Required work: Please reproduce each line of the data below as it stands.

Data records:

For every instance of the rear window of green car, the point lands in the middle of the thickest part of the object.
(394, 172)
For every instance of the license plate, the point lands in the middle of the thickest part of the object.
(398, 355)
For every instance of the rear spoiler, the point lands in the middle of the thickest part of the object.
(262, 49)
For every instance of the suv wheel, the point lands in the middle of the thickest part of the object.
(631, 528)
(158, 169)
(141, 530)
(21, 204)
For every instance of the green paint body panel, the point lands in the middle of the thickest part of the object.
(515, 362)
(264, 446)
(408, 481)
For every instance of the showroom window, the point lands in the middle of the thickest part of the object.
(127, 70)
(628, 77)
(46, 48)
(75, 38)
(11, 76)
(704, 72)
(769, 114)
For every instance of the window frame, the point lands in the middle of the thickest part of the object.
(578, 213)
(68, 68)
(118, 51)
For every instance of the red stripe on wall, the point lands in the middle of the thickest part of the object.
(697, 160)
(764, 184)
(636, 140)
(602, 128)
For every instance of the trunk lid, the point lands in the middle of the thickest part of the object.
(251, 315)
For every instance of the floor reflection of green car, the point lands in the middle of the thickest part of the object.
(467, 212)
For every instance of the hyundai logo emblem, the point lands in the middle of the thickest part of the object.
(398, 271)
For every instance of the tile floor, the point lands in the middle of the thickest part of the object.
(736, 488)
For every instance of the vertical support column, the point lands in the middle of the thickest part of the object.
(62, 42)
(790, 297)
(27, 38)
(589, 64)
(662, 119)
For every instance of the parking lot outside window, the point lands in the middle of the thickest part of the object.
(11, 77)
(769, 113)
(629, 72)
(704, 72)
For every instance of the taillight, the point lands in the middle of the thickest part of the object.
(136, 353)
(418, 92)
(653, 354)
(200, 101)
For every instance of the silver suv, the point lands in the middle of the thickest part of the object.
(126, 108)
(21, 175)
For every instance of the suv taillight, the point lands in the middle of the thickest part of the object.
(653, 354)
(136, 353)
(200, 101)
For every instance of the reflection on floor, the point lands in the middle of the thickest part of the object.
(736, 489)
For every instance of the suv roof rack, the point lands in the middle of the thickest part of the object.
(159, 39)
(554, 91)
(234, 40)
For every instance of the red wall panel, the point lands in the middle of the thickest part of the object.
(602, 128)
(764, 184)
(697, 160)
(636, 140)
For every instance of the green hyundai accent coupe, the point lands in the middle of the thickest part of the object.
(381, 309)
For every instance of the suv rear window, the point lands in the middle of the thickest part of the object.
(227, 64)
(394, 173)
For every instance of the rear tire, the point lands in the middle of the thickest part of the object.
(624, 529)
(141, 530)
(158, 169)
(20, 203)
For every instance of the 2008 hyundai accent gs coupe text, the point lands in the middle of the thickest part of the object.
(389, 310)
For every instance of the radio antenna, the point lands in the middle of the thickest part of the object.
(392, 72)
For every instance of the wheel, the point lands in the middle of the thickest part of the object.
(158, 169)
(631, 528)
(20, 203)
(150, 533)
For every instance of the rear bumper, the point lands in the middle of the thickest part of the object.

Output below:
For every instance of the rear window of green car, the point lands in the middle of the thickest part of the object.
(394, 172)
For every instance of the license plate, the point lands in the middle of the thickest part of the object.
(398, 355)
For every instance of the rear spoiler, the point lands in the middle of the thickest part of the object.
(262, 49)
For every instance of the suv wheel, the point lands in the middle of the thickest part of the object.
(631, 528)
(158, 169)
(141, 530)
(21, 204)
For every instance of the green paint body panel, the point lands in the middle of the thickest part of the object.
(515, 362)
(264, 446)
(408, 481)
For every instance of the showroom window, the point lands in the middle of the thickest part of the object.
(127, 70)
(628, 77)
(46, 48)
(75, 38)
(11, 76)
(704, 72)
(769, 114)
For every instance of the window frame, the point lands in the middle of the thickest part of the object.
(578, 213)
(68, 68)
(118, 51)
For every instance of the red stripe on wall, the point lands in the middle of the thickest part of the object.
(697, 160)
(764, 184)
(636, 140)
(602, 128)
For every instance of the trunk lid, the point lands in the middle of the thickest part of the object.
(251, 315)
For every instance of the floor reflection of green car, the point lands in the middle of the thickest part of the object.
(467, 212)
For every instance of the hyundai logo emblem, the point lands in the middle of the thickest part of the object.
(398, 271)
For every instance of the tile floor, the point lands in the middle of the thickest part of the object.
(736, 488)
For every instance of the vertical support column, the point lands in the middle of the thickest part of the object.
(62, 42)
(790, 297)
(27, 38)
(589, 64)
(662, 119)
For every instance of the parking lot outside window, the point lands in the middle of the thickest part of the object.
(11, 77)
(769, 113)
(629, 72)
(704, 72)
For every instance of the taillight, the point lands in the middle of the thickest part of the object.
(136, 353)
(418, 92)
(653, 354)
(200, 101)
For every instance of the silver suv, the point lands in the middle of the thickest part of the object.
(126, 108)
(21, 175)
For every instance of the suv taillight, the point lands in the middle of the thickest part of the object.
(653, 354)
(136, 353)
(200, 101)
For every instance of the reflection on floor, the point lands in the middle of the thickest part of the object.
(736, 489)
For every instance of the suv roof rack, the point lands in the middle of the thickest part of the object.
(159, 39)
(554, 91)
(234, 40)
For every instance of the red wall panel, the point lands in the middle of the thickest part of the object.
(602, 128)
(764, 184)
(697, 160)
(636, 140)
For every instance of the green hyundai accent coupe, the point lands in the middle of the thickest part of the object.
(381, 309)
For every instance of the suv rear window, the point lands in the middle of the thickest part of the object.
(227, 64)
(394, 173)
For every instance of the rear tire, the point lands in the middle of the thickest part of the object.
(624, 529)
(141, 530)
(158, 169)
(20, 203)
For every instance of the 2008 hyundai accent gs coupe text, the point lands in the middle of the thickest part of the object.
(389, 310)
For every instance of the radio antenna, the point lands in the middle of the thickest part of the object.
(392, 72)
For every instance of the wheel, the point lands in the middle of the thickest part of the object.
(158, 169)
(631, 528)
(20, 203)
(150, 533)
For every instance of the rear bumper, the point lands in the middle of the thickest part of the object.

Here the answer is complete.